- _Directives_:
A: In the i360 piece, what did a friend say the tower's red light reminded them of?
B: Please carry the i360 piece forward from the point where it stops.

- _Excerpt_:
━━━━━━━━━━━━━━━━

An artist's impression of the completed i360
An artist’s impression of the completed i360

A week or so back I realised I could see the i360 from my flat. When I mentioned it on Twitter, a friend said that its red light reminded them of the eye of Sauron. And there is something oppressive about the way it overlooks everything.

I’ve written a lot about the i360 over the years (see here and here). I try not to resent the project but given the disruption to the seafront, the decay of the Terraces and the associated development, I really wish it wasn’t going ahead.

Scribe tweeted me a recent celebratory article from the Guardian which talks up the project and its organisers. As the piece points out, the i360 probably will make a profit (see my discussion of the Council’s loan document). The piece goes on to acclaim it as an exciting development, linking it to the Pavilion and the West Pier itself. The article claims that most people are in favour, but there is something bullying about the tone:

It will loom over the seafront, more or less where Brighton meets Hove, and nobody in either town will be able to ignore it… It seems presumptuous to give a quarter of a million people a new symbol that they didn’t ask for, but that is unavoidably what’s happening, which makes the emotional stakes extremely high.

━━━━━━━━━━━━━━━━

Excerpts from point annotation data
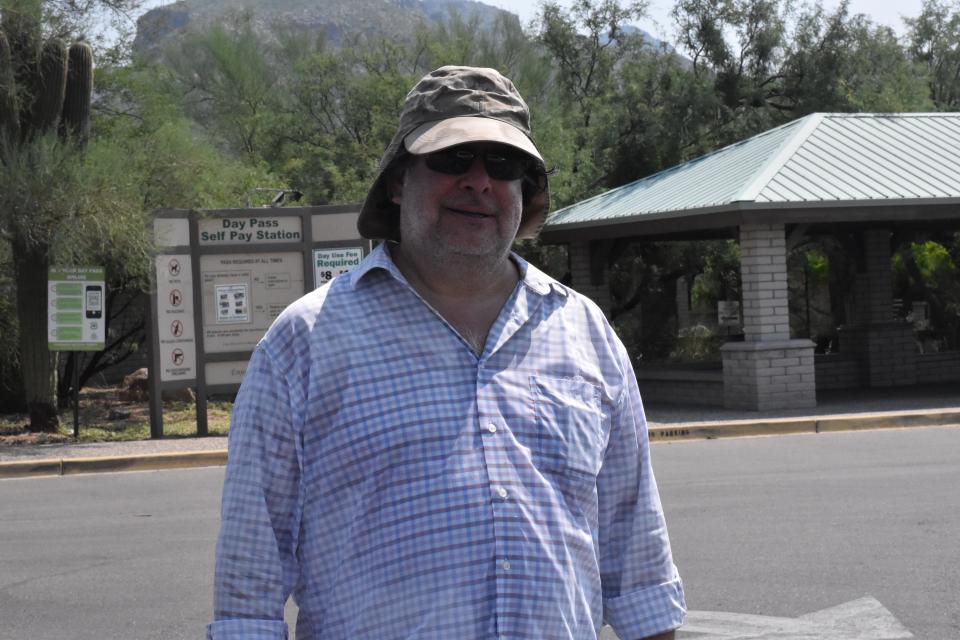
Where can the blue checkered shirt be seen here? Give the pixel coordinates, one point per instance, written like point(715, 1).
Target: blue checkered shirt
point(400, 486)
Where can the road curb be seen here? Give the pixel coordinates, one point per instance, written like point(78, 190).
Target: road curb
point(784, 426)
point(665, 433)
point(147, 462)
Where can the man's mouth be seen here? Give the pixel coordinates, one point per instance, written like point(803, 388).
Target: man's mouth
point(479, 215)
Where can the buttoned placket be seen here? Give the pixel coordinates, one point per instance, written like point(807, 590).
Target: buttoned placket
point(496, 438)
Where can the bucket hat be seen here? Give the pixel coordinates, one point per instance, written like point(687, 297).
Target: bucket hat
point(450, 106)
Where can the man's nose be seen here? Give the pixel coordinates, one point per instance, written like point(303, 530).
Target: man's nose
point(476, 177)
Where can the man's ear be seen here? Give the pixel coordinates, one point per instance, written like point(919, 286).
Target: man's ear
point(395, 186)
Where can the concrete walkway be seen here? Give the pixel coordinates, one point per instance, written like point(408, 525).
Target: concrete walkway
point(836, 411)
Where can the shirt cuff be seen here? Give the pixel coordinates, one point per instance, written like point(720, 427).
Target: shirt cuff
point(648, 611)
point(247, 629)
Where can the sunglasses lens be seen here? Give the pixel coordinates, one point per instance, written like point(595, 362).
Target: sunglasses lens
point(504, 167)
point(455, 162)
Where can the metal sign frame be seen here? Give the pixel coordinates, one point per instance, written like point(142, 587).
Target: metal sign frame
point(312, 236)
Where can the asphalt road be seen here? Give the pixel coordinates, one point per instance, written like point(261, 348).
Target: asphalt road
point(782, 526)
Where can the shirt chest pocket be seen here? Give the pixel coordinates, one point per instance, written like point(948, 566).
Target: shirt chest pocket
point(569, 424)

━━━━━━━━━━━━━━━━

- _Responses in order_:
A: The eye of Sauron.

B:
Rachel Clark of the West Pier Trust is quoted as saying that “far more people… are in favour of it than against”, which is fair enough. Most people I’ve met have a weary contempt or make jokes about its ridiculous phallic nature. As to Clark’s claim that the i360 will transform Brighton, “putting it absolutely fairly and squarely back on the map as an exciting, glamorous and daring place to be”? I wasn’t aware the town at any risk of disappearing from the map.

At the same time as the i360 goes up, the old Concorde/Sea-life development remains a ghost town, although there is a new scheme to do something with it. Further East, the ‘artist’s quarter’ near the Concorde 2 is being evacuated as sections of Madeira Terrace are close to collapse. Estimates of the cost of repair are eye-wateringly (fantastically?) high. All the focus on the i360 draws attention away from the very serious neglect of other parts of the seafront.

As much as I resent the i360 for disrupting the flow and calm of a massive area of seafront, I am most concerned about the scale of the associated development. I’d always imagined it being a tower with ticket/waiting area. But there is also a restaurant, as well as a 1000-person conference center. This sounds like a large development, and I find myself wondering if the i360 is little more than a way of redeveloping an area of the seafront. Is there additional development to come? And, if the tower should be removed in the future, will this new development be left behind?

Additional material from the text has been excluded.